- _WHAT THE EXERCISE ASKS_:
Answer these from the article on detecting inappropriate chatbot messages.
(a) Which company's researchers worked with the Skoltech team?
(b) In what publication did the study come out?
(c) How many sensitive topics do the researchers list?

Neural Model Seeks ‘Inappropriateness’ To Reduce Chatbot Awkwardness
Researchers from Skoltech and their colleagues from Mobile TeleSystems have introduced the notion of inappropriate text messages and released a neural model capable of detecting them, along with a large collection of such messages for further research. Among the potential applications are preventing corporate chatbots from embarrassing the companies that run them, forum post moderation, and parental control. The study came out in the Proceedings of the 8th Workshop on Balto-Slavic Natural Language Processing.
Chatbots are notorious for finding creative and unexpected ways to embarrass their owners. From producing racist tweets after training on user-generated data to encouraging suicide and endorsing slavery, chatbots have an unfortunate history of dealing with what the authors of the study term “sensitive topics.”
Sensitive topics are those likely to trigger disrespectful conversation when breached. While there is nothing inherently unacceptable about discussing them, they are statistically less safe for the speaker’s reputation and therefore require particular attention on the part of corporate chatbot developers. Drawing on the recommendations of the PR and legal officers of Mobile TeleSystems, the researchers list 18 such topics, among them sexual minorities, politics, religion, pornography, suicide, and crime. The team sees its list as a starting point, laying no claim to it being exhaustive.

- _RECORDS_:
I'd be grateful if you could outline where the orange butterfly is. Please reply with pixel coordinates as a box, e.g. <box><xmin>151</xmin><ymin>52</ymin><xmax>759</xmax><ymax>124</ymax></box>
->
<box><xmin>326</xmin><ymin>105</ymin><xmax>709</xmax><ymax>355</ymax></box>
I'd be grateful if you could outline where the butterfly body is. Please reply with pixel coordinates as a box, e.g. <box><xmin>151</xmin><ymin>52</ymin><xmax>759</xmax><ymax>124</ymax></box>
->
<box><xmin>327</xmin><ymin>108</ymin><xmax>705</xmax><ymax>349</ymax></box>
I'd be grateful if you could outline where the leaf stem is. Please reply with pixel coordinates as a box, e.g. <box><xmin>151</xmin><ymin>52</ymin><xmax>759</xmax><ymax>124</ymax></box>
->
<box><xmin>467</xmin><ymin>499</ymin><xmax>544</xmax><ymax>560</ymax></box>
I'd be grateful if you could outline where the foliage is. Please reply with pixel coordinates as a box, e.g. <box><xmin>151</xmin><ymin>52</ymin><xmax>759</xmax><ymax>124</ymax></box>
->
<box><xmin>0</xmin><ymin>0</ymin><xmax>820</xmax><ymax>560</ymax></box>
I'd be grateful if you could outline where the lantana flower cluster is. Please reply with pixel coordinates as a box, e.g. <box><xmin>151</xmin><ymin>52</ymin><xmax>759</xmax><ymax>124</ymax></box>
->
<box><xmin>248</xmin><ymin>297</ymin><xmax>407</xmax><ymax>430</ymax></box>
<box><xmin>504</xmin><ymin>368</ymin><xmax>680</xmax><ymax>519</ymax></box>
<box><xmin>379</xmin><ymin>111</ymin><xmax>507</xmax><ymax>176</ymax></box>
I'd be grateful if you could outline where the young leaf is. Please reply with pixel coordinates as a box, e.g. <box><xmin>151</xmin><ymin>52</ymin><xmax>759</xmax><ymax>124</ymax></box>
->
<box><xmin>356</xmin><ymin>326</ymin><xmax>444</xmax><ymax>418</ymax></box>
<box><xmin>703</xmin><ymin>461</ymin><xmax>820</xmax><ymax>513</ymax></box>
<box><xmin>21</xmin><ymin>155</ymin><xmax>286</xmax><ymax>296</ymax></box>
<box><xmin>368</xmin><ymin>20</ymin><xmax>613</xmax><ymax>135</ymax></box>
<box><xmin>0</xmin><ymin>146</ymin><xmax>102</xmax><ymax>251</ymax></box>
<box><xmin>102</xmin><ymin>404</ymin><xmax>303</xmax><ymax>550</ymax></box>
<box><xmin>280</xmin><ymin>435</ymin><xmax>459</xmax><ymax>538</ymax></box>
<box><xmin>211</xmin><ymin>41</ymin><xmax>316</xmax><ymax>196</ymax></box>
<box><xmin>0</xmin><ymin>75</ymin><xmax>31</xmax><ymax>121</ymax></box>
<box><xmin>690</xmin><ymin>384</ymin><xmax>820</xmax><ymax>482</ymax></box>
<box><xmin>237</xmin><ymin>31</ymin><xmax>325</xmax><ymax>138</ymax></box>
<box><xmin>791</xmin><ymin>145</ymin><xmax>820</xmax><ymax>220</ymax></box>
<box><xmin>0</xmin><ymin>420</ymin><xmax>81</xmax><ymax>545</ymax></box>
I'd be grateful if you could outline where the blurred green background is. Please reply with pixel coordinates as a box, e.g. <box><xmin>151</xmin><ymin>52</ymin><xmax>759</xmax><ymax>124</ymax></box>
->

- _ANSWER TO THE PROBLEM_:
(a) Mobile TeleSystems
(b) The Proceedings of the 8th Workshop on Balto-Slavic Natural Language Processing
(c) 18